DETALHES DO PROBLEMA — Edite a listagem abaixo e substitua cada ocorrência de "this photo" por "this image", mantendo todo o restante inalterado.

[Registros do conjunto de dados sobre a localização de objetos]
+-------+

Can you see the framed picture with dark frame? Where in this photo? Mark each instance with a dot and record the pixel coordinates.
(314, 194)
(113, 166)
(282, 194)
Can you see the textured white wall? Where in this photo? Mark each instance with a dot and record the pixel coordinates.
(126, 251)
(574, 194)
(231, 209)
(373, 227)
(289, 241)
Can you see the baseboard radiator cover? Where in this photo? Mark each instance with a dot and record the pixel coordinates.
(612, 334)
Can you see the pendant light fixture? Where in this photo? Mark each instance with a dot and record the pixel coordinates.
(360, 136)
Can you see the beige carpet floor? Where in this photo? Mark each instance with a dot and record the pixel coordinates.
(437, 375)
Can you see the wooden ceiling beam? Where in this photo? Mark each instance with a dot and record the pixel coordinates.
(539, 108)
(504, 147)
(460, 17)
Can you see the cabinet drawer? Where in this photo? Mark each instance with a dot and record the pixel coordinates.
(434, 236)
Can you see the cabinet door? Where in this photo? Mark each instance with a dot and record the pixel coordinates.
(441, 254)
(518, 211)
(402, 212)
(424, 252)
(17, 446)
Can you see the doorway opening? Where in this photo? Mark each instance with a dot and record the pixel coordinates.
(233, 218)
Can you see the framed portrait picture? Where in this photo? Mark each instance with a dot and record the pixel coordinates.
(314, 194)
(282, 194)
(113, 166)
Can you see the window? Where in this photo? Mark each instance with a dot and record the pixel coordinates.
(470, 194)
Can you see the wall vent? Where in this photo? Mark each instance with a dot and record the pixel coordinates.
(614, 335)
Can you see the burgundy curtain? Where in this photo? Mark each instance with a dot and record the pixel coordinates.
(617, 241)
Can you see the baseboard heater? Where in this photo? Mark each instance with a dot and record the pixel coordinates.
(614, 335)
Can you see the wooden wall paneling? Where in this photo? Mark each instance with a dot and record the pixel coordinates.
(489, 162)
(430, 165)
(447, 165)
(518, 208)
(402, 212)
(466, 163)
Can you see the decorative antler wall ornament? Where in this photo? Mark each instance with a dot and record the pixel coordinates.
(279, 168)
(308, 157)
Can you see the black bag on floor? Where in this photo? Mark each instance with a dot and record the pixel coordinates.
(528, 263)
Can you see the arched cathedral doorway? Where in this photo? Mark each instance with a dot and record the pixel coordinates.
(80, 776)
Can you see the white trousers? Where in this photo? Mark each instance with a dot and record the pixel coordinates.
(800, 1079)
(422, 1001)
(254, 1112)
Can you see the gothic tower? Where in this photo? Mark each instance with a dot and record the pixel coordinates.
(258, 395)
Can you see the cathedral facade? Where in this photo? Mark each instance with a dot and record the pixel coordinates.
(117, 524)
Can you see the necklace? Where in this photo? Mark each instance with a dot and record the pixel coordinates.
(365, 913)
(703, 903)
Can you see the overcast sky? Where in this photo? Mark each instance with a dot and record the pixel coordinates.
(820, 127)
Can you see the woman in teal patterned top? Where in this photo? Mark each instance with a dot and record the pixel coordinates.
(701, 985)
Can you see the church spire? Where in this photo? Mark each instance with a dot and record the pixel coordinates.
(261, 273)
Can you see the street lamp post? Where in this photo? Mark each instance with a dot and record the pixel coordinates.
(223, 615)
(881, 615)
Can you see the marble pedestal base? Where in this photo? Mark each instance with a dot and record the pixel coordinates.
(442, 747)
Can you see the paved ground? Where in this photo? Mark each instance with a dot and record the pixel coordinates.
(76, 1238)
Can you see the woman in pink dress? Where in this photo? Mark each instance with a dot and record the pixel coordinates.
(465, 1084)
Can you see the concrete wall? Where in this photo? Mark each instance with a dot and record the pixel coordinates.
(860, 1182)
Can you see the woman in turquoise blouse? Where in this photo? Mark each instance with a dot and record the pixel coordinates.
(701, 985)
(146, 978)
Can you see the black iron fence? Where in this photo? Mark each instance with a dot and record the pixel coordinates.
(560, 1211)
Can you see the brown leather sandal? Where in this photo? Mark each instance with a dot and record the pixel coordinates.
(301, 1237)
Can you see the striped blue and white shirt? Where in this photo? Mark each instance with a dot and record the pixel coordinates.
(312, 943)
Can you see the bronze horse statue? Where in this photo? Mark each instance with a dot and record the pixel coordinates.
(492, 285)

+-------+

RESPOSTA —
Can you see the framed picture with dark frame? Where in this image? Mark each instance with a dot and record the pixel coordinates.
(314, 194)
(113, 166)
(282, 194)
Can you see the textured white wall? Where in this image? Mark each instance with a dot and record the pixel coordinates.
(126, 251)
(574, 194)
(231, 209)
(373, 227)
(289, 241)
Can you see the baseboard radiator cover? Where in this image? Mark each instance with a dot and record the pixel coordinates.
(612, 334)
Can you see the pendant light fixture? Where in this image? Mark each instance with a dot and record the pixel coordinates.
(360, 136)
Can you see the beige carpet floor? Where in this image? Mark each instance with a dot and record the pixel coordinates.
(437, 375)
Can you see the wooden ceiling beam? Where in this image? Mark each instance with a dot and record the pixel coordinates.
(539, 108)
(504, 147)
(460, 17)
Can you see the cabinet drawer? Where in this image? Mark each instance with a dot and record the pixel coordinates.
(434, 236)
Can you see the cabinet door? Where in this image? Mark each instance with a dot and record the pixel coordinates.
(441, 254)
(518, 211)
(402, 212)
(424, 252)
(17, 446)
Can you see the doorway opening? Where in this image? Mark each instance with a dot and record the pixel coordinates.
(233, 218)
Can you see the framed portrait picture? Where in this image? Mark each instance with a dot and record the pixel coordinates.
(314, 194)
(282, 194)
(113, 166)
Can you see the window? Where in this image? Mark each instance with a dot and record the pixel coordinates.
(470, 194)
Can you see the wall vent? Where in this image? Mark each instance with a dot and record the pixel coordinates.
(614, 335)
Can you see the burgundy curtain? Where in this image? Mark each instance with a dot and record the pixel coordinates.
(617, 241)
Can you see the baseboard heater? Where in this image? Mark each instance with a dot and record the pixel coordinates.
(614, 335)
Can you see the wooden wall paneling? Where in this image? Mark each instance with a dot and record the pixel coordinates.
(489, 162)
(430, 165)
(447, 165)
(518, 208)
(402, 212)
(466, 163)
Can you see the decorative antler wall ornament? Where in this image? Mark each instance with a dot and record the pixel coordinates.
(279, 168)
(308, 157)
Can you see the black bag on floor? Where in this image? Mark each instance with a dot and record the pixel coordinates.
(528, 263)
Can you see the arched cathedral doorway? Where in this image? Mark each instance with a dot and record the pixel coordinates.
(80, 776)
Can you see the white trousers? Where in this image? Mark each instance with a dot and record the pixel coordinates.
(800, 1079)
(422, 1001)
(254, 1112)
Can you see the gothic tower? Where in this image? Mark each instance with a dot and record the pixel coordinates.
(258, 395)
Can you see the cathedral facade? Where in this image? Mark each instance with a dot and record the pixel coordinates.
(117, 524)
Can you see the necklace? Where in this image? Mark each instance with a dot and record the pixel coordinates.
(365, 913)
(703, 903)
Can you see the overcast sky? Where in this image? Mark each instance with a dot and record the pixel coordinates.
(820, 127)
Can you see the woman in teal patterned top? Where in this image? Mark each instance with a dot and record the pixel coordinates.
(701, 985)
Can you see the church spire? Where in this image? Mark each instance with a dot and record the pixel coordinates.
(261, 273)
Can you see the street lamp post? Where in this image? Mark each instance with a dot and record the pixel coordinates.
(223, 615)
(881, 615)
Can you see the marble pedestal base? Where in this image? Mark each instance with a dot and record the pixel coordinates.
(442, 747)
Can you see the paved ground? Where in this image? Mark each instance with a dot and record the pixel coordinates.
(76, 1238)
Can you see the woman in pink dress? Where in this image? Mark each instance with a dot and record the pixel coordinates.
(465, 1084)
Can you see the concrete wall? Where in this image? Mark each instance with a dot and record the pixel coordinates.
(860, 1182)
Can you see the woman in turquoise blouse? Where in this image? Mark each instance with a dot and record the pixel coordinates.
(701, 985)
(146, 978)
Can you see the black iron fence? Where in this image? Mark each instance with a dot and record the pixel coordinates.
(560, 1211)
Can you see the brown leather sandal? Where in this image? Mark each instance with a dot and record the pixel coordinates.
(301, 1237)
Can you see the striped blue and white shirt? Where in this image? Mark each instance with a dot and record the pixel coordinates.
(312, 943)
Can you see the bronze horse statue? Where in this image? Mark each instance with a dot and record the pixel coordinates.
(492, 285)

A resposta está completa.